• Document segment:
Paragraph 5 c. on payment plans reads as follows:
“c. If we do not pay back to Mr. Xie by end of November 2020, then I transfer title
deeds of the Graniteside property to Mr. Xie Chonghui Name (sic). After title deeds
of Graniteside are in Elephanta Private Limited. The transfer cost is charged belong
(sic) to Rekhakumari Patel.”
Despite the grammatical or editorial errors, he intention itself remained clear. If the
money was not repaid by a given date, the Graniteside property would be transferred to Mr
Xie at the second respondent’s cost. The loan was not repaid by the agreed date. On the 25 th
of March 2021 the applicant wrote a letter to the first and second respondents seeking transfer
as agreed. It read in part
“I kindly request that you transfer stand 17005 Sande Crescent Graniteside to me since you
failed to pay the money at the end of November 2020.”….

• Exercise:
Summarize the passage about the Graniteside property in two sentences.

• Given records:
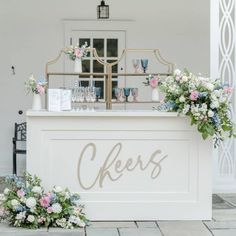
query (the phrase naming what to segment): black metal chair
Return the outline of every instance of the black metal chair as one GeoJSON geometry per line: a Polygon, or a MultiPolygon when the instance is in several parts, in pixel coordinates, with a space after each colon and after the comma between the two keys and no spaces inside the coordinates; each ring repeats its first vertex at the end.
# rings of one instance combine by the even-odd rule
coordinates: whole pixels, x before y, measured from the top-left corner
{"type": "Polygon", "coordinates": [[[17,154],[26,154],[25,149],[17,148],[18,142],[26,141],[26,122],[17,124],[15,123],[14,137],[12,138],[13,143],[13,174],[17,174],[17,154]]]}

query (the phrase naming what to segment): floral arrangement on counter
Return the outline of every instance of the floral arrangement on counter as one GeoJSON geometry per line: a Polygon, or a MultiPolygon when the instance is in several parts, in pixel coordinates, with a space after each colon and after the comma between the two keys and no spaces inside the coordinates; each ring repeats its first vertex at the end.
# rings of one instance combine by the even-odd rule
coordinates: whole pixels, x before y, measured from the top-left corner
{"type": "Polygon", "coordinates": [[[173,76],[161,81],[159,88],[165,94],[165,101],[157,109],[189,116],[203,139],[213,136],[215,147],[226,135],[235,137],[229,111],[232,88],[223,85],[219,79],[177,69],[173,76]]]}
{"type": "Polygon", "coordinates": [[[29,79],[25,81],[25,87],[27,89],[27,93],[32,92],[34,94],[42,95],[46,91],[47,82],[44,78],[37,81],[35,77],[31,75],[29,79]]]}
{"type": "Polygon", "coordinates": [[[74,61],[76,58],[82,59],[83,57],[87,56],[88,43],[85,42],[81,47],[79,45],[73,46],[71,45],[68,48],[65,48],[63,52],[69,56],[69,58],[74,61]]]}
{"type": "Polygon", "coordinates": [[[68,189],[54,187],[45,192],[41,180],[28,173],[6,178],[8,188],[0,195],[0,221],[11,226],[37,229],[85,227],[88,220],[80,197],[68,189]]]}
{"type": "Polygon", "coordinates": [[[160,85],[160,79],[156,75],[149,75],[146,78],[146,81],[143,82],[146,86],[151,86],[153,89],[157,88],[160,85]]]}

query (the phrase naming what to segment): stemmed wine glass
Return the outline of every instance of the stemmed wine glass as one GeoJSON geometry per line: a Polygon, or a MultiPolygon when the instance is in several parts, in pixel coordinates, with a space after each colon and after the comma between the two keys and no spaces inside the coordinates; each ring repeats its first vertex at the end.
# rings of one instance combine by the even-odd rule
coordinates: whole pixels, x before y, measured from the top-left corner
{"type": "Polygon", "coordinates": [[[130,95],[130,88],[124,88],[125,101],[128,102],[128,97],[130,95]]]}
{"type": "Polygon", "coordinates": [[[116,101],[120,102],[121,101],[120,97],[121,97],[121,94],[122,94],[122,89],[121,88],[115,88],[114,90],[115,90],[116,101]]]}
{"type": "MultiPolygon", "coordinates": [[[[84,87],[79,86],[78,88],[78,98],[77,98],[78,102],[84,102],[84,87]]],[[[83,110],[82,108],[83,106],[81,106],[81,110],[83,110]]]]}
{"type": "Polygon", "coordinates": [[[72,101],[72,111],[75,111],[75,102],[77,100],[77,88],[72,88],[71,91],[71,101],[72,101]]]}
{"type": "Polygon", "coordinates": [[[132,63],[133,63],[133,67],[134,67],[134,73],[138,73],[140,60],[139,59],[133,59],[132,63]]]}
{"type": "Polygon", "coordinates": [[[132,88],[131,89],[131,94],[132,94],[132,96],[133,96],[133,98],[134,98],[134,102],[137,102],[138,100],[137,100],[137,97],[138,97],[138,88],[132,88]]]}
{"type": "Polygon", "coordinates": [[[98,99],[101,97],[102,89],[100,87],[96,87],[96,102],[98,102],[98,99]]]}
{"type": "Polygon", "coordinates": [[[141,59],[141,65],[143,68],[143,73],[146,73],[147,67],[148,67],[148,59],[141,59]]]}

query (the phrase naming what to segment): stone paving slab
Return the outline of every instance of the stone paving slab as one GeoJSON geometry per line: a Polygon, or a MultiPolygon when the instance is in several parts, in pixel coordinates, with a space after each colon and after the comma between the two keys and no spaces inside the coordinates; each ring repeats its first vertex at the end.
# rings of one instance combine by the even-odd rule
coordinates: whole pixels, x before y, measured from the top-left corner
{"type": "Polygon", "coordinates": [[[86,236],[119,236],[117,228],[86,228],[86,236]]]}
{"type": "Polygon", "coordinates": [[[225,201],[219,195],[213,194],[212,195],[212,209],[230,209],[234,208],[232,204],[225,201]]]}
{"type": "Polygon", "coordinates": [[[212,236],[202,221],[158,221],[164,236],[212,236]]]}
{"type": "Polygon", "coordinates": [[[216,221],[234,221],[236,220],[236,209],[213,210],[212,218],[216,221]]]}
{"type": "Polygon", "coordinates": [[[158,228],[119,229],[120,236],[162,236],[158,228]]]}
{"type": "Polygon", "coordinates": [[[92,221],[90,228],[137,228],[134,221],[92,221]]]}
{"type": "Polygon", "coordinates": [[[235,236],[236,230],[234,229],[213,230],[212,233],[214,236],[235,236]]]}
{"type": "Polygon", "coordinates": [[[47,235],[47,236],[56,236],[56,235],[65,235],[65,236],[84,236],[85,231],[82,228],[78,229],[61,229],[61,228],[40,228],[40,229],[24,229],[10,227],[6,223],[0,223],[0,236],[4,235],[16,235],[16,236],[37,236],[37,235],[47,235]]]}
{"type": "Polygon", "coordinates": [[[236,207],[236,194],[221,193],[218,196],[236,207]]]}
{"type": "Polygon", "coordinates": [[[236,221],[204,221],[209,229],[236,229],[236,221]]]}
{"type": "Polygon", "coordinates": [[[138,228],[157,228],[155,221],[136,221],[138,228]]]}
{"type": "Polygon", "coordinates": [[[76,232],[4,232],[0,236],[85,236],[76,232]]]}

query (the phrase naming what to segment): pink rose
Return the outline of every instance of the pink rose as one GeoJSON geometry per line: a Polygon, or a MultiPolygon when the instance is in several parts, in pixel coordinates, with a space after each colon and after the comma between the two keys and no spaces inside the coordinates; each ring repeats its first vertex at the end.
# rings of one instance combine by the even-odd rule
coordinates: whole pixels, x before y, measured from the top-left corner
{"type": "Polygon", "coordinates": [[[49,197],[43,197],[39,200],[39,203],[42,207],[48,207],[50,205],[50,198],[49,197]]]}
{"type": "Polygon", "coordinates": [[[192,101],[197,101],[198,96],[199,96],[199,92],[198,91],[192,91],[191,94],[190,94],[190,99],[192,101]]]}
{"type": "Polygon", "coordinates": [[[52,212],[53,212],[52,207],[48,207],[48,208],[47,208],[47,212],[48,212],[49,214],[52,213],[52,212]]]}
{"type": "Polygon", "coordinates": [[[39,92],[39,94],[44,94],[45,93],[45,88],[43,86],[41,86],[40,84],[37,84],[36,86],[37,91],[39,92]]]}
{"type": "Polygon", "coordinates": [[[233,92],[233,89],[232,89],[232,87],[225,86],[225,87],[224,87],[224,92],[229,94],[229,93],[232,93],[232,92],[233,92]]]}
{"type": "Polygon", "coordinates": [[[152,78],[150,81],[149,81],[149,84],[152,88],[156,88],[157,85],[158,85],[158,80],[156,77],[152,78]]]}
{"type": "Polygon", "coordinates": [[[80,48],[75,49],[75,56],[81,58],[83,56],[83,51],[80,48]]]}
{"type": "Polygon", "coordinates": [[[4,216],[4,213],[5,213],[4,209],[0,208],[0,216],[4,216]]]}
{"type": "Polygon", "coordinates": [[[22,189],[17,190],[16,194],[17,194],[17,196],[18,196],[19,198],[25,196],[25,192],[24,192],[22,189]]]}

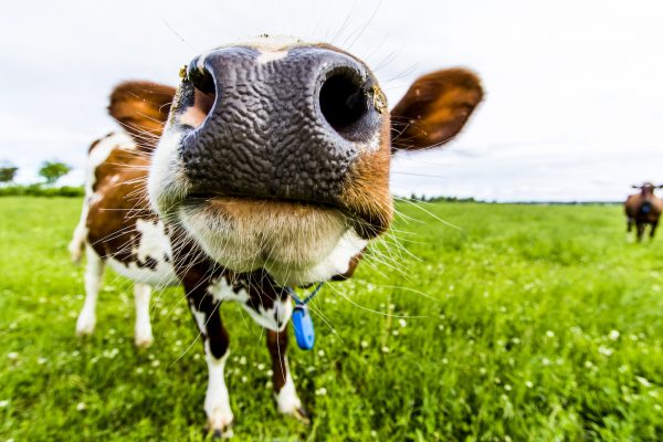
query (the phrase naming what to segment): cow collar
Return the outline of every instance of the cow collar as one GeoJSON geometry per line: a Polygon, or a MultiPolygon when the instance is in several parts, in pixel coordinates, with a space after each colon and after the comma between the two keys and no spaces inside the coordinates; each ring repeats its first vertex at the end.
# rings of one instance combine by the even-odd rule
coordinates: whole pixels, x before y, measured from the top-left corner
{"type": "Polygon", "coordinates": [[[308,304],[308,302],[318,294],[323,287],[323,284],[325,283],[318,283],[313,292],[311,292],[304,298],[298,297],[293,287],[286,287],[287,293],[295,301],[295,311],[293,312],[293,328],[295,329],[295,339],[297,340],[297,346],[303,350],[311,350],[315,345],[313,318],[311,317],[311,313],[308,312],[306,304],[308,304]]]}

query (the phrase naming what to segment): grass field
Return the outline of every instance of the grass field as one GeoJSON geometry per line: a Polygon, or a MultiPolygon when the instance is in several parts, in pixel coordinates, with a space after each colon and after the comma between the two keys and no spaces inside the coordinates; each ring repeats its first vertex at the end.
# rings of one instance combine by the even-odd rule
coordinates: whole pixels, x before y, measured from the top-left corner
{"type": "MultiPolygon", "coordinates": [[[[179,290],[155,295],[155,345],[136,350],[130,286],[108,274],[95,335],[75,338],[78,210],[0,199],[0,440],[202,440],[179,290]]],[[[224,306],[235,440],[661,440],[663,238],[628,243],[615,206],[399,210],[400,249],[327,285],[316,349],[291,347],[309,427],[276,412],[264,338],[224,306]]]]}

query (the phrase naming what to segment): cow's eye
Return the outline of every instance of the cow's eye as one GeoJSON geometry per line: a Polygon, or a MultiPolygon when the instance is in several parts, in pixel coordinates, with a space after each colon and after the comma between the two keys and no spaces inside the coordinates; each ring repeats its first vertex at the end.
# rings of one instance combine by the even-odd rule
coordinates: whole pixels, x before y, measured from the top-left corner
{"type": "Polygon", "coordinates": [[[188,78],[193,86],[206,94],[213,94],[215,92],[214,78],[212,75],[203,67],[202,70],[196,66],[189,66],[188,78]]]}

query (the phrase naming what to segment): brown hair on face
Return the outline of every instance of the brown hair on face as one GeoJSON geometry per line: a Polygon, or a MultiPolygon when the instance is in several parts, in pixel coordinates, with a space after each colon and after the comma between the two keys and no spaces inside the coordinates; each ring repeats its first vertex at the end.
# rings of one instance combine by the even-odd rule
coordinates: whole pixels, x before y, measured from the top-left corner
{"type": "Polygon", "coordinates": [[[108,113],[145,150],[157,145],[168,118],[175,87],[151,82],[125,82],[110,94],[108,113]]]}

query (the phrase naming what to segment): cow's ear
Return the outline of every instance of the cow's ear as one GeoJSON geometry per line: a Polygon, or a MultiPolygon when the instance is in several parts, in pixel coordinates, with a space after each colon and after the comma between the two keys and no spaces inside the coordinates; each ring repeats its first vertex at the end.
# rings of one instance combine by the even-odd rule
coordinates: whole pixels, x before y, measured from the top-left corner
{"type": "Polygon", "coordinates": [[[108,113],[138,145],[156,146],[168,119],[175,87],[150,82],[125,82],[110,94],[108,113]]]}
{"type": "Polygon", "coordinates": [[[391,110],[391,151],[449,141],[482,98],[481,81],[470,71],[449,69],[417,78],[391,110]]]}

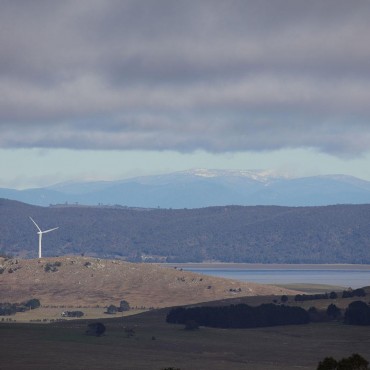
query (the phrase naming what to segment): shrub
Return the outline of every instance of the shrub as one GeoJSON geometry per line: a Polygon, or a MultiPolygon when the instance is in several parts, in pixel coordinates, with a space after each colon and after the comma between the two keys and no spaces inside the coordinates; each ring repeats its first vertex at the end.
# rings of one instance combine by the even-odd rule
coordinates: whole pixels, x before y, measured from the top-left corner
{"type": "Polygon", "coordinates": [[[350,303],[344,321],[350,325],[370,325],[370,307],[362,301],[350,303]]]}
{"type": "Polygon", "coordinates": [[[34,310],[35,308],[39,308],[41,306],[41,303],[38,299],[32,298],[27,301],[24,306],[28,307],[30,310],[34,310]]]}
{"type": "Polygon", "coordinates": [[[119,304],[118,311],[122,312],[122,311],[129,311],[129,310],[130,310],[129,303],[125,300],[122,300],[119,304]]]}
{"type": "Polygon", "coordinates": [[[87,325],[86,335],[100,337],[105,333],[105,326],[101,322],[94,322],[87,325]]]}

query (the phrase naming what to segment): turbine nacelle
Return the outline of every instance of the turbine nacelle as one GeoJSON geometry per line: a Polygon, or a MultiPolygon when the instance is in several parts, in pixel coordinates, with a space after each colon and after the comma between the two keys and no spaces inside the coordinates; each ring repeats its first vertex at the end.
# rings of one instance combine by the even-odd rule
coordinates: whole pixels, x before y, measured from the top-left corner
{"type": "Polygon", "coordinates": [[[40,229],[39,225],[37,225],[37,223],[35,222],[35,220],[32,217],[30,217],[30,220],[35,224],[35,226],[37,227],[37,230],[38,230],[37,234],[39,236],[39,258],[41,258],[41,240],[42,240],[42,234],[46,234],[46,233],[49,233],[50,231],[54,231],[56,229],[59,229],[59,227],[54,227],[52,229],[42,231],[40,229]]]}

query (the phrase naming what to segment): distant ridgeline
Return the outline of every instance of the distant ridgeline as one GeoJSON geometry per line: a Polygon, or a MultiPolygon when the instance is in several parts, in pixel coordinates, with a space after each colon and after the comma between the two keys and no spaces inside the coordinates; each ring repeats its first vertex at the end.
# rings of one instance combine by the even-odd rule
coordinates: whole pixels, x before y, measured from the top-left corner
{"type": "Polygon", "coordinates": [[[0,252],[133,262],[370,263],[370,205],[200,209],[36,207],[0,199],[0,252]]]}

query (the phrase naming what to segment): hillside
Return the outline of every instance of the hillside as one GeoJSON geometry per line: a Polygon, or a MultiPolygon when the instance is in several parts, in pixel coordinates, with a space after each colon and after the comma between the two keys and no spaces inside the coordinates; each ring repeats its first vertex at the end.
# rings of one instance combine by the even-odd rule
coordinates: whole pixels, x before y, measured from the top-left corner
{"type": "Polygon", "coordinates": [[[118,204],[149,208],[370,203],[370,182],[345,175],[301,178],[257,170],[174,172],[119,181],[61,183],[35,189],[0,188],[0,198],[29,204],[118,204]]]}
{"type": "Polygon", "coordinates": [[[124,299],[131,307],[157,308],[232,297],[294,294],[284,288],[175,268],[87,257],[1,259],[0,266],[0,296],[7,302],[38,298],[43,305],[78,307],[119,305],[124,299]]]}
{"type": "Polygon", "coordinates": [[[36,207],[0,200],[0,250],[129,261],[370,263],[370,205],[140,209],[36,207]]]}

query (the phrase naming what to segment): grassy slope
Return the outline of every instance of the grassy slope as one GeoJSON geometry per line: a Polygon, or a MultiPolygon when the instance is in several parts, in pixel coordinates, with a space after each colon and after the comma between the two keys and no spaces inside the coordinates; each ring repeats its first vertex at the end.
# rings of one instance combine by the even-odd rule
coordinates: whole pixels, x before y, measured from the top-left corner
{"type": "Polygon", "coordinates": [[[0,275],[0,302],[38,298],[43,305],[94,307],[119,305],[125,299],[131,307],[158,308],[292,292],[158,265],[89,257],[9,260],[0,265],[5,269],[0,275]],[[55,262],[61,264],[57,271],[46,272],[47,264],[55,262]]]}
{"type": "Polygon", "coordinates": [[[370,358],[366,327],[321,323],[245,330],[185,331],[165,323],[166,310],[105,320],[106,335],[87,337],[87,323],[0,325],[1,366],[23,369],[289,370],[315,369],[326,356],[370,358]],[[135,330],[128,338],[124,327],[135,330]],[[152,338],[155,337],[155,340],[152,338]]]}

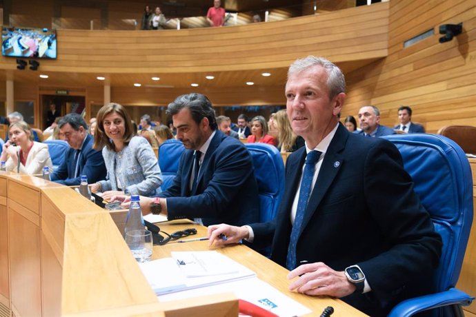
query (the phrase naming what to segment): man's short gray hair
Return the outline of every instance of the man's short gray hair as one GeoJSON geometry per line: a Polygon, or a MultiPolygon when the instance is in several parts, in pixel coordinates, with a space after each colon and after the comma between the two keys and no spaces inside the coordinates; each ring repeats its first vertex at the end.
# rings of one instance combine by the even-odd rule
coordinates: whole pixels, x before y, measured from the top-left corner
{"type": "Polygon", "coordinates": [[[297,59],[289,66],[288,79],[292,75],[316,65],[321,66],[327,73],[327,87],[329,90],[330,99],[341,92],[346,92],[346,79],[342,71],[333,62],[324,57],[309,55],[304,59],[297,59]]]}

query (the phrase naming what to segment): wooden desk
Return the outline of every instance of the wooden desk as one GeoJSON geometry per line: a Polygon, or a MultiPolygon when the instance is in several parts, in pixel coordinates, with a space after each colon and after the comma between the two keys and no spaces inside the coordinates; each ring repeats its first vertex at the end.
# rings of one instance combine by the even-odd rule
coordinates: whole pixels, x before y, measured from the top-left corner
{"type": "MultiPolygon", "coordinates": [[[[473,174],[473,203],[476,206],[476,158],[469,158],[473,174]]],[[[469,234],[466,252],[463,260],[461,274],[456,287],[468,294],[476,296],[476,216],[473,217],[473,226],[469,234]]],[[[464,316],[466,317],[476,317],[476,303],[473,302],[469,306],[463,307],[464,316]]]]}
{"type": "Polygon", "coordinates": [[[236,316],[232,294],[159,303],[109,213],[68,187],[0,173],[0,316],[236,316]]]}
{"type": "MultiPolygon", "coordinates": [[[[206,236],[204,227],[186,223],[182,221],[161,223],[157,224],[161,230],[172,234],[177,230],[190,227],[197,228],[198,232],[194,237],[206,236]]],[[[308,316],[319,316],[328,306],[334,307],[333,317],[366,316],[338,299],[321,298],[290,292],[288,289],[289,281],[286,276],[289,271],[275,263],[268,258],[255,252],[245,245],[232,245],[224,248],[208,248],[208,241],[195,241],[187,243],[177,243],[171,241],[166,245],[154,246],[152,259],[170,257],[172,251],[204,251],[216,250],[232,258],[256,272],[257,276],[268,283],[281,293],[310,309],[313,312],[308,316]]],[[[160,297],[159,297],[160,300],[160,297]]]]}

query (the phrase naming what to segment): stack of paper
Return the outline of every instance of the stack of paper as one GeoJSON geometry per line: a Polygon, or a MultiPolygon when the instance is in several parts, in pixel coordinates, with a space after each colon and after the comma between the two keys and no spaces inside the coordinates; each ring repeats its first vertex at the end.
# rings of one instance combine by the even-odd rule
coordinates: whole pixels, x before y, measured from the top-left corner
{"type": "Polygon", "coordinates": [[[259,279],[246,267],[215,251],[172,252],[172,256],[139,263],[161,301],[232,292],[280,316],[312,312],[259,279]]]}

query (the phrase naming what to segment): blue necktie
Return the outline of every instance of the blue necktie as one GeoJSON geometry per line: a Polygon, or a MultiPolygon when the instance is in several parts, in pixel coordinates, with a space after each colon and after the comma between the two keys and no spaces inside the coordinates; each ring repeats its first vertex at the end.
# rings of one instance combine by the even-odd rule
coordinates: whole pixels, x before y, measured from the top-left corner
{"type": "Polygon", "coordinates": [[[302,221],[304,218],[306,209],[308,207],[308,201],[309,201],[309,196],[310,196],[310,187],[313,184],[316,162],[317,162],[320,156],[321,152],[315,150],[310,152],[306,157],[304,172],[302,174],[302,181],[301,181],[301,187],[299,189],[299,198],[297,201],[296,217],[292,225],[291,238],[289,241],[288,256],[286,258],[286,267],[290,271],[296,267],[296,245],[297,244],[297,238],[301,232],[302,221]]]}
{"type": "Polygon", "coordinates": [[[200,170],[200,156],[201,152],[200,151],[195,151],[193,154],[193,181],[192,183],[192,195],[195,194],[197,191],[197,183],[198,183],[198,172],[200,170]]]}

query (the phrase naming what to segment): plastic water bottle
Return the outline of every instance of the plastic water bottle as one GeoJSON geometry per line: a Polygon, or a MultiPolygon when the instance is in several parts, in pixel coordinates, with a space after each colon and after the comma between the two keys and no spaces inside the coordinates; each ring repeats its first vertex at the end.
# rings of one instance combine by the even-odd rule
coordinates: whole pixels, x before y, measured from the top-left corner
{"type": "Polygon", "coordinates": [[[81,183],[79,184],[79,194],[87,198],[91,199],[91,192],[88,187],[88,176],[86,175],[81,176],[81,183]]]}
{"type": "Polygon", "coordinates": [[[139,230],[144,229],[145,224],[142,218],[142,209],[139,203],[139,195],[130,196],[130,207],[127,213],[126,218],[126,226],[124,227],[124,236],[126,232],[130,230],[139,230]]]}
{"type": "Polygon", "coordinates": [[[48,166],[43,167],[43,179],[46,181],[51,181],[50,178],[50,167],[48,166]]]}

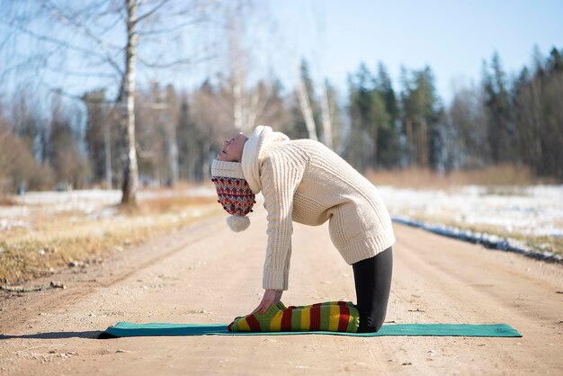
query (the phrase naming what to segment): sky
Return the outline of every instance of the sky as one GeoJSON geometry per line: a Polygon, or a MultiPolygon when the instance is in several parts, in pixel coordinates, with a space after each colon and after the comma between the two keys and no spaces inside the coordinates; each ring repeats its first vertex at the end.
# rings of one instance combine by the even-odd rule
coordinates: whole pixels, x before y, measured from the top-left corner
{"type": "MultiPolygon", "coordinates": [[[[7,0],[0,0],[0,4],[4,1],[7,0]]],[[[543,57],[553,47],[563,49],[563,0],[238,1],[253,4],[242,22],[247,37],[243,41],[245,65],[249,76],[254,76],[249,81],[273,74],[289,92],[295,87],[298,67],[304,58],[314,82],[318,85],[327,78],[344,101],[347,76],[362,63],[372,73],[377,72],[379,62],[383,63],[397,92],[401,89],[401,67],[411,71],[429,66],[437,94],[447,105],[456,88],[478,85],[483,62],[490,62],[496,51],[510,77],[532,65],[534,46],[543,57]]],[[[225,0],[220,4],[234,7],[237,3],[225,0]]],[[[52,25],[40,26],[39,33],[40,27],[50,29],[52,25]]],[[[186,38],[184,45],[168,41],[159,47],[172,51],[193,49],[196,56],[206,43],[227,40],[219,22],[209,29],[196,27],[185,31],[191,38],[186,38]]],[[[18,45],[17,49],[32,51],[34,45],[18,45]]],[[[151,50],[144,52],[154,55],[151,50]]],[[[61,61],[67,58],[65,54],[57,56],[61,61]]],[[[207,76],[228,71],[228,54],[223,50],[222,58],[219,56],[198,66],[165,72],[139,67],[138,87],[157,80],[163,85],[195,88],[207,76]]],[[[6,55],[0,56],[0,68],[10,62],[1,61],[3,57],[6,55]]],[[[76,62],[66,69],[95,70],[87,63],[76,62]]],[[[77,96],[104,85],[112,85],[116,91],[119,84],[114,76],[105,81],[88,75],[70,77],[64,71],[54,72],[52,67],[40,76],[31,74],[31,79],[40,76],[51,87],[64,85],[77,96]]],[[[14,82],[18,79],[13,78],[14,82]]]]}
{"type": "MultiPolygon", "coordinates": [[[[563,49],[562,0],[272,0],[284,44],[305,57],[317,78],[346,89],[362,62],[375,72],[381,61],[398,89],[401,67],[428,65],[444,102],[455,87],[478,84],[483,61],[498,52],[505,70],[531,66],[563,49]]],[[[279,69],[276,69],[276,71],[279,69]]],[[[295,78],[287,76],[288,81],[295,78]]]]}

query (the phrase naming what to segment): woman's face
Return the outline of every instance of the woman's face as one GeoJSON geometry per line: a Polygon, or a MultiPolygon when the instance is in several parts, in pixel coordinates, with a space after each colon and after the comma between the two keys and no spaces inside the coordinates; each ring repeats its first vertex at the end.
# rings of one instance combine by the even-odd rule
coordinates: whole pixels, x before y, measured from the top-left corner
{"type": "Polygon", "coordinates": [[[217,159],[224,162],[240,162],[243,157],[243,148],[248,138],[238,133],[231,139],[223,142],[223,149],[217,155],[217,159]]]}

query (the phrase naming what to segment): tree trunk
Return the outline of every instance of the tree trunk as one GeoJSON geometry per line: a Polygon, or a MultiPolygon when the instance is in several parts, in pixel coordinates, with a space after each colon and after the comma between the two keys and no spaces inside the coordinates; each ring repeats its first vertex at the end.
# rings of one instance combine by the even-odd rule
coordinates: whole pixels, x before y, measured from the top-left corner
{"type": "Polygon", "coordinates": [[[328,90],[326,81],[323,83],[323,98],[321,101],[321,111],[323,112],[323,138],[325,145],[333,149],[333,132],[330,121],[330,106],[328,105],[328,90]]]}
{"type": "Polygon", "coordinates": [[[410,166],[413,164],[413,121],[410,116],[405,120],[405,133],[407,135],[407,160],[410,166]]]}
{"type": "Polygon", "coordinates": [[[311,110],[311,103],[308,101],[308,94],[307,94],[307,86],[303,82],[302,77],[299,77],[299,82],[297,85],[297,96],[299,101],[299,106],[303,112],[303,119],[305,120],[305,126],[308,133],[308,138],[314,140],[317,140],[317,132],[315,130],[315,119],[313,118],[313,111],[311,110]]]}
{"type": "Polygon", "coordinates": [[[426,125],[426,119],[420,119],[420,134],[419,138],[419,150],[420,150],[420,166],[423,167],[428,167],[428,127],[426,125]]]}
{"type": "Polygon", "coordinates": [[[127,5],[127,49],[121,105],[123,110],[123,185],[121,203],[136,204],[139,167],[135,149],[135,66],[137,62],[137,0],[125,0],[127,5]]]}
{"type": "Polygon", "coordinates": [[[105,154],[105,186],[106,189],[112,189],[112,143],[110,138],[110,121],[108,117],[105,119],[105,127],[103,130],[103,151],[105,154]]]}
{"type": "Polygon", "coordinates": [[[170,167],[170,186],[178,184],[180,168],[178,167],[178,141],[176,139],[176,126],[169,120],[168,122],[168,166],[170,167]]]}

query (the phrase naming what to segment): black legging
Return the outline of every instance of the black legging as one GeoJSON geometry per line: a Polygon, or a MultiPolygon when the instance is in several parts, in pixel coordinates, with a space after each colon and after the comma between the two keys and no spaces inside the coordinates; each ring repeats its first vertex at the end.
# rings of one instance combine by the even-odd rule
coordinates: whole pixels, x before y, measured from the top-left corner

• Exercise answer:
Paragraph 5 c. of the payment plans provided that if Mr. Xie was not paid back by the end of November 2020, the Graniteside property would be transferred to him at the second respondent's cost. The loan was not repaid by that date, so on 25 March 2021 the applicant wrote to the first and second respondents asking them to transfer stand 17005 Sande Crescent Graniteside to him as agreed.